Data extract:
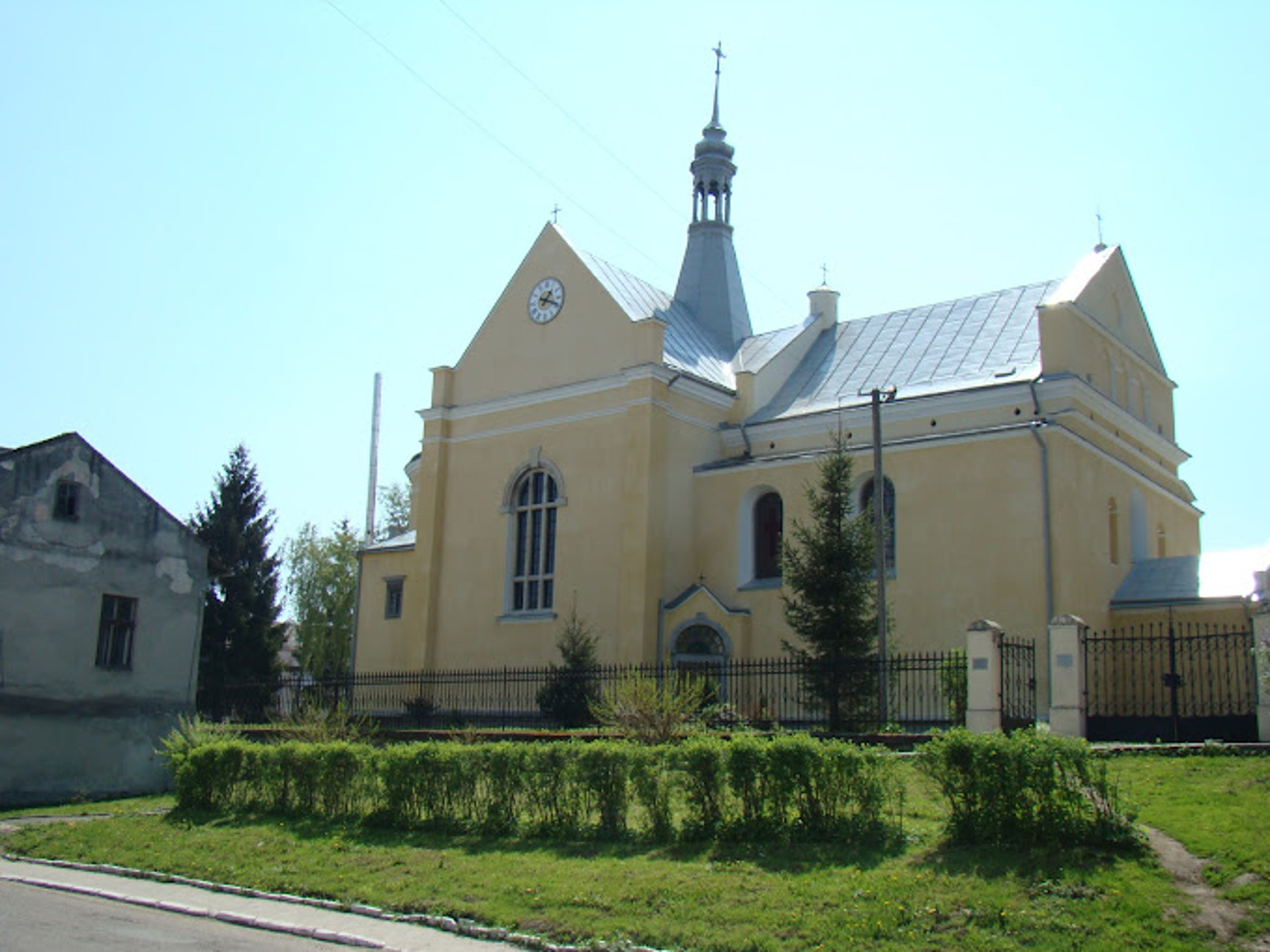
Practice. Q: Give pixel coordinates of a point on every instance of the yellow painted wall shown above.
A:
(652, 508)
---
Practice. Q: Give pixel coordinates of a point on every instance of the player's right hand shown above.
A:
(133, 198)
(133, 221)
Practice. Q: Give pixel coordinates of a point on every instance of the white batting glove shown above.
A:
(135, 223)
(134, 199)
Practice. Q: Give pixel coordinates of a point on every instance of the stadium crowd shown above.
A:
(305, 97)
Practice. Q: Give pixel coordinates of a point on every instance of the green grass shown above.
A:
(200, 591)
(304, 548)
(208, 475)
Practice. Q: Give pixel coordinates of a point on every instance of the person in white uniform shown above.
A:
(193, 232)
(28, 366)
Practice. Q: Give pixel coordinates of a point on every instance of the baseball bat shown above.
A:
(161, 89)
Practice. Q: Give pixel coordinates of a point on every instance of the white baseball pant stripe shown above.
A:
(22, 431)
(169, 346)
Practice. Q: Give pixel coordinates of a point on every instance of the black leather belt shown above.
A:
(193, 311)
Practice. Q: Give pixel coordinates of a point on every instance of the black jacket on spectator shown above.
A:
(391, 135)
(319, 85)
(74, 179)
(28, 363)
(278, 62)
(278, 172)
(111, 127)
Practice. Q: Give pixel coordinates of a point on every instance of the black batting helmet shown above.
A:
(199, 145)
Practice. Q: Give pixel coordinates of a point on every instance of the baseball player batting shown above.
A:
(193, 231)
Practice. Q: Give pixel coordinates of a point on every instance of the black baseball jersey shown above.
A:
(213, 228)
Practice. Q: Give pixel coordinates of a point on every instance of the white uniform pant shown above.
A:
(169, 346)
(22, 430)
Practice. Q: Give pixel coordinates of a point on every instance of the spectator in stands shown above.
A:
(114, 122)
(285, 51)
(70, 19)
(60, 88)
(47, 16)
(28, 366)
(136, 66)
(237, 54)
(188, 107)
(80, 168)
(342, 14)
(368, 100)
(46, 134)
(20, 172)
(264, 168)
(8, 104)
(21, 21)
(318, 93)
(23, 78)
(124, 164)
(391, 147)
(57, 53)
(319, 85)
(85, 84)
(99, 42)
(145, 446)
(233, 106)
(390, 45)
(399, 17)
--
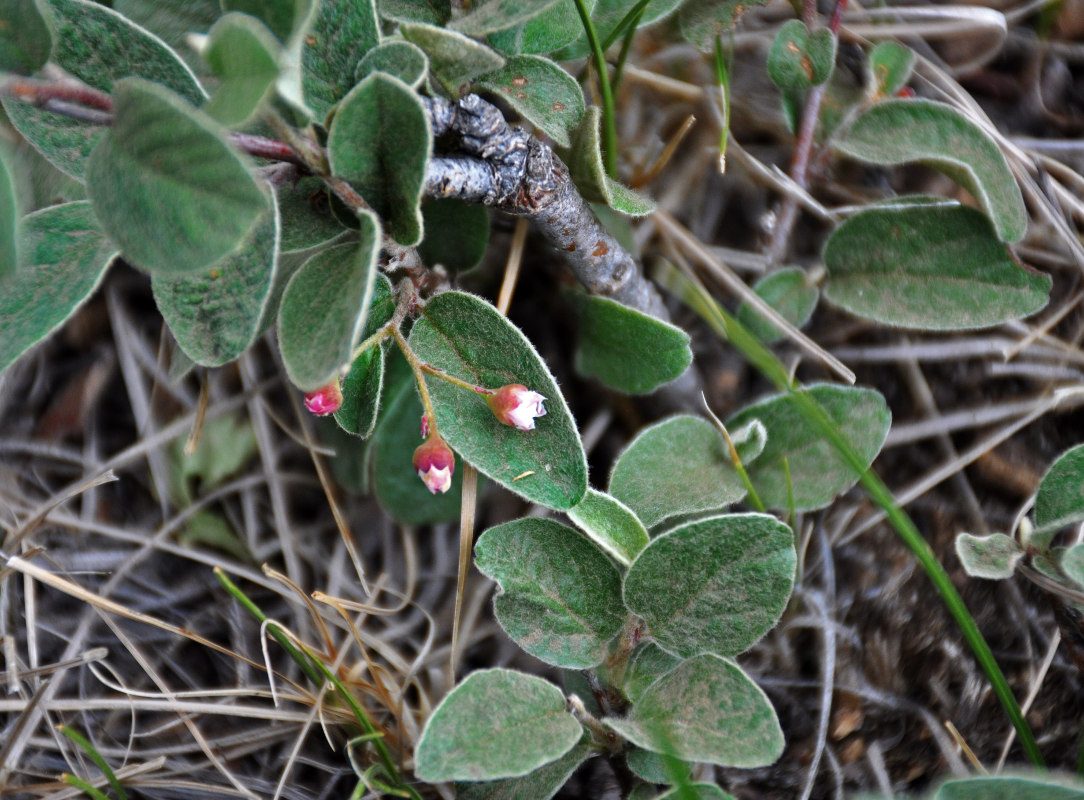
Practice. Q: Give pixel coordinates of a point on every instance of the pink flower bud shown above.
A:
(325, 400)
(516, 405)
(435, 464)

Description of the task:
Count the lines of the material above that contain the string "uniform", matching case exactly, and give only the number.

Correct response:
2